— START —
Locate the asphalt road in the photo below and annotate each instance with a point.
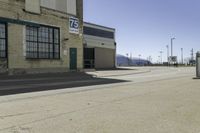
(163, 100)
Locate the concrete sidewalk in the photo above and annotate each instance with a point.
(121, 71)
(41, 82)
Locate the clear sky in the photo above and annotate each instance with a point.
(146, 26)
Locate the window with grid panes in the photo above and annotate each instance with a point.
(42, 42)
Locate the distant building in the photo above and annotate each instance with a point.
(41, 35)
(99, 46)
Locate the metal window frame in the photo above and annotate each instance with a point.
(53, 40)
(6, 40)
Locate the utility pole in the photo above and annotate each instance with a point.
(161, 52)
(172, 45)
(192, 54)
(139, 58)
(167, 53)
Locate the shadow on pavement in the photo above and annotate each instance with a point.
(41, 82)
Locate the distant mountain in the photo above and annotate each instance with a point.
(125, 61)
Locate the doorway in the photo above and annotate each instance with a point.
(73, 58)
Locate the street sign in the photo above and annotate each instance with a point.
(74, 25)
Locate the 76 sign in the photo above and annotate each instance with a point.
(73, 25)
— END —
## Objective:
Write out the whole listing above word for word, leaving out the picture.

## Solution for this task:
Locate the asphalt road in the photo below and annotate each instance with a point.
(163, 100)
Locate the concrete sidewalk in the photo above and annotate each instance with a point.
(121, 71)
(41, 82)
Locate the clear sky in the photo above and annotate each instance with a point.
(146, 26)
Locate the window with grid panes in the photo above and annotate each instance with a point.
(42, 42)
Locate the distant building in the photo above and annotate each instance with a point.
(41, 35)
(99, 46)
Locate the metal window frame in the photo above and annotate each instance with a point.
(53, 40)
(6, 40)
Locate the utility pole in the photo above and annotate each instance with a point.
(161, 52)
(172, 45)
(192, 54)
(139, 58)
(167, 53)
Locate the shadow on pavement in the photo above and annotate each instance with a point.
(41, 82)
Locate the distant mountain in the photo above and annotate each instance with a point.
(125, 61)
Locate the doorway in the photo above and annotate each instance with a point.
(73, 58)
Locate the street sign in the photo above and annotate each instance with a point.
(74, 25)
Locate the 76 sign in the photo above and annotate each instance with a point.
(73, 25)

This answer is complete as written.